Arthur Bough wants to argue that for Marx communism was almost too fantastical to ever be real. Bough claims that abundance is equal to abundant social labour-time, but even a moment’s thought will tell you this proposition is anti-materialist and actually physically impossible. There can be no unlimited time where every possible option is available, rendering no need for actual planning or choices!

Bough appears to argue that abundance means infinity. I beg to differ! And I claim there can be no near infinity, where abundance becomes so great that it might as well be infinity. Boffy slips in a few caveats to pretend he is not talking about something infinite, but I claim he really is, logically speaking. So even abundance, as Marx clearly understood it, does not mean the end of economy of time!

Abundance is a relative and not an absolute concept.

Maren Clarke
email

Venezuela

Any UK public demonstration or march in support of the Bolivarian revolution will include myself in its numbers. A march organised anywhere or by whomsoever, that is - but preferably by yourselves and other communists, and urgently so.

Lying behind this commitment are the usual motivations, but high amongst them is one created by the abject/criminal failures in this arena from Corbyn’s Labour Party. The fact that a dribble of carefully metred support only equivalent to cowardly silence is the best that Corbyn and crew can muster is a deeply despicable outrage - all as part of their bourgeois parliamentary calculation and other such electoral ‘triangulations’, it must be noted.

Labour’s de facto collaboration and enablement - all integral within that phony anti-capitalism/quasi-socialism of theirs - will be judged by history. Their so-called progressive policies and actions will be exposed as utterly treacherous/poisonously diversionary to both the national and international needs of the working class.

### Given information
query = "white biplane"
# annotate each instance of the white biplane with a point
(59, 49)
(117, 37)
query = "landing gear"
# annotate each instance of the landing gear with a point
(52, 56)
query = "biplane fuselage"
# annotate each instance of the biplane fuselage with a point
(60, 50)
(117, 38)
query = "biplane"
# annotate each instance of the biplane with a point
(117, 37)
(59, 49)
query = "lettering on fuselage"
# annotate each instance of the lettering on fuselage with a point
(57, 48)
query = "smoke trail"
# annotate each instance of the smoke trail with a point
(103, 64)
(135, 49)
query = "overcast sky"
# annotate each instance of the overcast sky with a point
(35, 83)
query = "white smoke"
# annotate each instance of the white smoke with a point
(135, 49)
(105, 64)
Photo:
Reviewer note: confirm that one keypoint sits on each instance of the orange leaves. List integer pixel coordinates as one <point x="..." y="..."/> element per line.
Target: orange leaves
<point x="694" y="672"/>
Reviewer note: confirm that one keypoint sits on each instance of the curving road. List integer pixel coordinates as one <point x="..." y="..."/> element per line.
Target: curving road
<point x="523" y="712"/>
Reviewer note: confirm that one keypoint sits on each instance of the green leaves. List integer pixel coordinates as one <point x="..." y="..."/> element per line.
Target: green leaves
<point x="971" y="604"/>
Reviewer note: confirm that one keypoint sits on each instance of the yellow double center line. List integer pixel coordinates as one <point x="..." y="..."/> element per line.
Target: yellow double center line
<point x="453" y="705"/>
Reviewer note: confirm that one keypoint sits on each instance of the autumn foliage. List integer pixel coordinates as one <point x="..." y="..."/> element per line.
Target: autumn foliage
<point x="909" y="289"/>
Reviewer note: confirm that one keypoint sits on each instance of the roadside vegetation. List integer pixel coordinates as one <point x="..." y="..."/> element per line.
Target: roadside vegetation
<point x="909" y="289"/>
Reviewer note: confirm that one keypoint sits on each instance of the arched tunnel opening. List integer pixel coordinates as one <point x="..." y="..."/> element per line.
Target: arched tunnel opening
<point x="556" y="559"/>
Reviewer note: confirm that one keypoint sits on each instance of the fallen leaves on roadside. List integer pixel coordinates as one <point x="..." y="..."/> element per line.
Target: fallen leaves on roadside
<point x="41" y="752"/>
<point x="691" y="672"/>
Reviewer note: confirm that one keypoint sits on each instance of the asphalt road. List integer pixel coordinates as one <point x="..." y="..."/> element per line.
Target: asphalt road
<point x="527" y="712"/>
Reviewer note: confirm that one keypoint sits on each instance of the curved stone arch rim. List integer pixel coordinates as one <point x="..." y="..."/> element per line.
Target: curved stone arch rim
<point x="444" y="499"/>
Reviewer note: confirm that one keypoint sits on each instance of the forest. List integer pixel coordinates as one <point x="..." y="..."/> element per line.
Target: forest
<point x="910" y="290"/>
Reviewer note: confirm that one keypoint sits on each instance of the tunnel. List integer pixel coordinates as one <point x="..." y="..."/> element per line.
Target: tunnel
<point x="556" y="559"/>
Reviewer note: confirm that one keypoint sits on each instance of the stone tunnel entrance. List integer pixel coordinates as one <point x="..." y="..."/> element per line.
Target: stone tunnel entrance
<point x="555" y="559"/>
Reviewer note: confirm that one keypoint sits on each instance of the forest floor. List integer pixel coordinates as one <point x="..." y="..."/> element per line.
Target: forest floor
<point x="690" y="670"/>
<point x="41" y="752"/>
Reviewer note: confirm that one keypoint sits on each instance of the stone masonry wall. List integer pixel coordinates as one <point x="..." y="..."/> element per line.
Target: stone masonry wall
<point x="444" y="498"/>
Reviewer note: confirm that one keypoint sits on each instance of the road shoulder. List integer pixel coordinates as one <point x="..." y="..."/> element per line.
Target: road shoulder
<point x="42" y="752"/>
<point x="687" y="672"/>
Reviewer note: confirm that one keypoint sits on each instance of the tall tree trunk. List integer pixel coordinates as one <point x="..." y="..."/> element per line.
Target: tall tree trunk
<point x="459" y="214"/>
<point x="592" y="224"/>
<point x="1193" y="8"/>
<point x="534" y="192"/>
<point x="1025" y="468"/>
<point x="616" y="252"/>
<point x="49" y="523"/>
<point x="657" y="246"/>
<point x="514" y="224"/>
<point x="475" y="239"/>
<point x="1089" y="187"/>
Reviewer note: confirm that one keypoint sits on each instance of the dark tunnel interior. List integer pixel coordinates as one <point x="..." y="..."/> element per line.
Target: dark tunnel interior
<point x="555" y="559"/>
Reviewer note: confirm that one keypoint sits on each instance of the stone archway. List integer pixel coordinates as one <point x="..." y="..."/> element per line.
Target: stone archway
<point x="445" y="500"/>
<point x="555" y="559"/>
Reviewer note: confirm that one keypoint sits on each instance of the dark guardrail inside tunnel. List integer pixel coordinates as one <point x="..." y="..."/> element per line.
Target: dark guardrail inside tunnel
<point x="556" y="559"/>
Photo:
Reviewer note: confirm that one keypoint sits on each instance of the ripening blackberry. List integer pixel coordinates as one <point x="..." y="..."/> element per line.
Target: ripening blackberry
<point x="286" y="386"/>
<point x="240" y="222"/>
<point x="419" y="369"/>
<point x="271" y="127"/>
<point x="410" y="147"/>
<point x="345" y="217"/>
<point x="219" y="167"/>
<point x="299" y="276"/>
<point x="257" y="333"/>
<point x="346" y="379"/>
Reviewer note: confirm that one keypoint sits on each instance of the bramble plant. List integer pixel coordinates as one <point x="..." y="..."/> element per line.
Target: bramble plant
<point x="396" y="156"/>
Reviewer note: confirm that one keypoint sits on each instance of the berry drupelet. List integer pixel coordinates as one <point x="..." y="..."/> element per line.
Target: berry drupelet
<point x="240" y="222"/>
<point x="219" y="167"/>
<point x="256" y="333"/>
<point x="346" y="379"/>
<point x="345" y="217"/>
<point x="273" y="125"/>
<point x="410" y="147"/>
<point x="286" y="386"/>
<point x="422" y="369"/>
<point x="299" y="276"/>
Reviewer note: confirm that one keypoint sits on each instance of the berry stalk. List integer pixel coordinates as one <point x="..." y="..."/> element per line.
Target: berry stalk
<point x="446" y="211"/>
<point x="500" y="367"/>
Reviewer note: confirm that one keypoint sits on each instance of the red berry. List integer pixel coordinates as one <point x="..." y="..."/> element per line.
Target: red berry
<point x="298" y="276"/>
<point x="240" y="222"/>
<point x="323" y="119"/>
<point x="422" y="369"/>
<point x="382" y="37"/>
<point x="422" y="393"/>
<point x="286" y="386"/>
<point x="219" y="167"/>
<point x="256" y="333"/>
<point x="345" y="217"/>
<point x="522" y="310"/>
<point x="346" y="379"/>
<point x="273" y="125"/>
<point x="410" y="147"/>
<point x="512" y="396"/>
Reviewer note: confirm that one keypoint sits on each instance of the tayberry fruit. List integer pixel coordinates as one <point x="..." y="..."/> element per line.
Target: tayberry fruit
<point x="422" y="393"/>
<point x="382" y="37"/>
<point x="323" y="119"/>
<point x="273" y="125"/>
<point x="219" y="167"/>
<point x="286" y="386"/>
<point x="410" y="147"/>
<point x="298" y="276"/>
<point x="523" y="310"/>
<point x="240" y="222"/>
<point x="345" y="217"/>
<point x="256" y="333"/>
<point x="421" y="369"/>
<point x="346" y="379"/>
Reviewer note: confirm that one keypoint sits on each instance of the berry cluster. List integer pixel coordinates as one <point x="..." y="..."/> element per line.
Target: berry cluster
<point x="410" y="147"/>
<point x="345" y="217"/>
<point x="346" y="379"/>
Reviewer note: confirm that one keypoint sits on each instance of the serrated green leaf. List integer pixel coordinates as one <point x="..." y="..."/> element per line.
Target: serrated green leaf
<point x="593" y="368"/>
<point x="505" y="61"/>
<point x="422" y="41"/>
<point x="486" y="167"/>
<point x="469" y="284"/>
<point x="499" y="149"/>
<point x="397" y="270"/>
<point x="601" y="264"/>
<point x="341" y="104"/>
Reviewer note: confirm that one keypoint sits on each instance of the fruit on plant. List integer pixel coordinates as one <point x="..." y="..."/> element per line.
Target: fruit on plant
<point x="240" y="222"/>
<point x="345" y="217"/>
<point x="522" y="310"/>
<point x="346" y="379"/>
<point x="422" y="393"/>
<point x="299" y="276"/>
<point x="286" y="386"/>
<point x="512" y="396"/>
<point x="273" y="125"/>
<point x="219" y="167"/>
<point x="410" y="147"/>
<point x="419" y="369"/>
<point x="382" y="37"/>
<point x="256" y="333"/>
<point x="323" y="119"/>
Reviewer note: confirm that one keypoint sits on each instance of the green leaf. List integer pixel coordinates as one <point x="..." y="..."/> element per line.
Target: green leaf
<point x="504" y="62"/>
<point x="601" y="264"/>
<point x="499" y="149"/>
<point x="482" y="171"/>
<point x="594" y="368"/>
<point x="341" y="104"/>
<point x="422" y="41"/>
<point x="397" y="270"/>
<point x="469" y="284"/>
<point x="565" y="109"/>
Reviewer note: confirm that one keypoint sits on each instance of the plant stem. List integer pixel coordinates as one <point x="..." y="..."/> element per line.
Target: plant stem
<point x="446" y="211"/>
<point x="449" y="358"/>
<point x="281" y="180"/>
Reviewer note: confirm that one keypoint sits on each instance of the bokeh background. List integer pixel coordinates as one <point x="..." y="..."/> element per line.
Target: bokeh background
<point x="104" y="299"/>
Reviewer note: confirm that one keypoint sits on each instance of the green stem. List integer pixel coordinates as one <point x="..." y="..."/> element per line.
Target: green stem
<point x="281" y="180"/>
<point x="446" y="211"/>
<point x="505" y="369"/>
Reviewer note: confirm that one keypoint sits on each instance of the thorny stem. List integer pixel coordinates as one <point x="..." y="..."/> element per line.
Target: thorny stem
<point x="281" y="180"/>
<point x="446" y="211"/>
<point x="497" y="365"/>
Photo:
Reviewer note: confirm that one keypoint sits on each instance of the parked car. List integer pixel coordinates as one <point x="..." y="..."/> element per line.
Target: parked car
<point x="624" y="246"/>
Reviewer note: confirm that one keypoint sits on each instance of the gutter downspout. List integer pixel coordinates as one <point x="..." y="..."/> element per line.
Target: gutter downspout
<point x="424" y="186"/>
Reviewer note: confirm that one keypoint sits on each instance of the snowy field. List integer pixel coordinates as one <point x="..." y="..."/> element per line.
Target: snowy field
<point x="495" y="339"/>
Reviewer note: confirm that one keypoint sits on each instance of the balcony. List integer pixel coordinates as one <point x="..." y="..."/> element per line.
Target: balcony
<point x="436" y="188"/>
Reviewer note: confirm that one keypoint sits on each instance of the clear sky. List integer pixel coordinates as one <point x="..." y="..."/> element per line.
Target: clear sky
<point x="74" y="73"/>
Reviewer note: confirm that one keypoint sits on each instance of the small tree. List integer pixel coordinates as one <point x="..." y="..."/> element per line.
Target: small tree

### The request
Restate the text from "Bough appears to" up to and including "economy of time!", substituting "endlessness" for "infinity".

### Response to the task
Bough appears to argue that abundance means endlessness. I beg to differ! And I claim there can be no near endlessness, where abundance becomes so great that it might as well be endlessness. Boffy slips in a few caveats to pretend he is not talking about something infinite, but I claim he really is, logically speaking. So even abundance, as Marx clearly understood it, does not mean the end of economy of time!